(EXERCISE DATA):
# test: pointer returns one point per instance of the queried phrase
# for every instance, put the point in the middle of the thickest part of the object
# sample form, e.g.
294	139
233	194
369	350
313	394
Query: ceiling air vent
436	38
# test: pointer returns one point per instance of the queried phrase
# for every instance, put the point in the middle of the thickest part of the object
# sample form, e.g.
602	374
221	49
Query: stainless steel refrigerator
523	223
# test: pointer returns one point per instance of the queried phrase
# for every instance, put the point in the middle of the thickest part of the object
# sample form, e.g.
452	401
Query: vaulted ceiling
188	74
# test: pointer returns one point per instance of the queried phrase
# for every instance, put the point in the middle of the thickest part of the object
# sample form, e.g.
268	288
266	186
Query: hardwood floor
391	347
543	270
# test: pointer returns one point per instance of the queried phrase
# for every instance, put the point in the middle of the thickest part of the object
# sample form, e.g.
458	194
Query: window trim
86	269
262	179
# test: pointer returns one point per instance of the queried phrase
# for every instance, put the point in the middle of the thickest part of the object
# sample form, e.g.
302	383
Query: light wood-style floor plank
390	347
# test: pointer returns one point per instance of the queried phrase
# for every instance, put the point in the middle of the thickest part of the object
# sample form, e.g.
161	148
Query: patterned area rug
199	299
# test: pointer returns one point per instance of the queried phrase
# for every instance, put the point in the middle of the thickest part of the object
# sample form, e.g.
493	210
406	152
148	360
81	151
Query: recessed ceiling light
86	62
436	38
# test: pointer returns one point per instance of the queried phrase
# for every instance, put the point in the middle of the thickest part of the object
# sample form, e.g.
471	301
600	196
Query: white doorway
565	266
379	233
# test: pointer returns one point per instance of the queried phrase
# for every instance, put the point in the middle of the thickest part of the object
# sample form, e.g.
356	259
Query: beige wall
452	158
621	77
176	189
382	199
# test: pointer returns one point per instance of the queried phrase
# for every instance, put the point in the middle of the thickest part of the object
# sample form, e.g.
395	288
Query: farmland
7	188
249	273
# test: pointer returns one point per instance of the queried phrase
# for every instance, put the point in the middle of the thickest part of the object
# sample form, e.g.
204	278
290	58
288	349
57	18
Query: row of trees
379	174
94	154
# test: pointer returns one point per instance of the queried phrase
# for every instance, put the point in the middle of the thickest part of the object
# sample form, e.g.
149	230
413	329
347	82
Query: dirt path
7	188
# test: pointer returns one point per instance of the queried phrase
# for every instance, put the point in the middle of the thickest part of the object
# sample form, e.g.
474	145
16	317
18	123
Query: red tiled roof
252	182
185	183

(PROBLEM DESCRIPTION):
Print the records above in full, exactly.

(TASK OUTPUT):
# test: pointer returns one point per instance of the queried phrase
# for every instance, put the point in the middle of the thickest part of the object
# sample form, e.g.
294	139
233	194
369	350
313	394
Query: ceiling air vent
436	38
# test: pointer returns one point per instance of the queried phrase
# for every instance, put the point in the middle of the thickest part of the object
# sample form, e.g.
602	374
221	49
Query: stainless steel refrigerator
523	223
# test: pointer returns one point per instance of the queried phrase
# for every instance, put the point in the middle of the thickest part of the object
# sample form, e.g.
452	401
Query: vaulted ceiling
188	74
# test: pointer returns one point per instance of the queried phrase
# for every instance, put the point in the middle of the thickest part of the object
# sample form, e.g.
268	288
266	186
Query: hardwood floor
391	347
543	270
# test: pointer returns one point per instance of the queried phrase
# for every instance, put the point in the middle of the thickest part of the object
# sample form, e.g.
458	194
Query: window trim
86	269
262	179
# test: pointer returns one point per instance of the queried phrase
# for every instance, put the point in the middle of the thickest part of the object
# sample form, e.g.
302	383
Query: light wood-style floor plank
390	347
# test: pointer returns one point per instance of the queried phrase
# for every instance, put the point in the middle of the thickest part of the object
# sample form, e.g.
161	148
Query: patterned area rug
199	299
# test: pointer returns one point per instance of the queried phrase
# for every instance, put the point in the middle of the thickest part of the object
# sample form, e.g.
493	210
406	152
148	360
81	151
Query: recessed ceiling light
86	62
436	38
# test: pointer returns one point per instance of the queried phrase
# for every instance, put the point in the middle of the thickest part of the object
# sample form, e.g.
471	301
600	196
Query: white doorway
565	266
379	233
# test: pointer returns one point per instance of the queried phrase
# for every instance, put the point in the middle of the thickest part of the object
# sample form, e.g.
356	259
Query: beige wall
452	158
621	77
176	189
382	199
# test: pointer returns one point per instance of the queried phrase
# for every instance, put the point in the middle of the thickest part of the object
# sample form, e.g.
395	288
Query: farmland
7	188
249	273
# test: pointer returns one point per instance of the queried phrase
# for every instance, put the point in the middle of the thickest part of the object
# sample form, e.g.
204	278
290	58
288	349
57	18
Query: row of trees
379	174
94	154
# test: pointer returns one point per instance of the queried phrase
# for every instance, put the point in the middle of the thickest part of the object
# sample form, e.g.
149	230
413	329
347	82
Query: dirt path
7	188
# test: pointer returns one point per instance of the queried phrase
# for every instance, put the point in the middle of the thickest part of the object
# sample form, e.g.
474	145
16	317
18	123
Query: red tiled roof
252	182
185	183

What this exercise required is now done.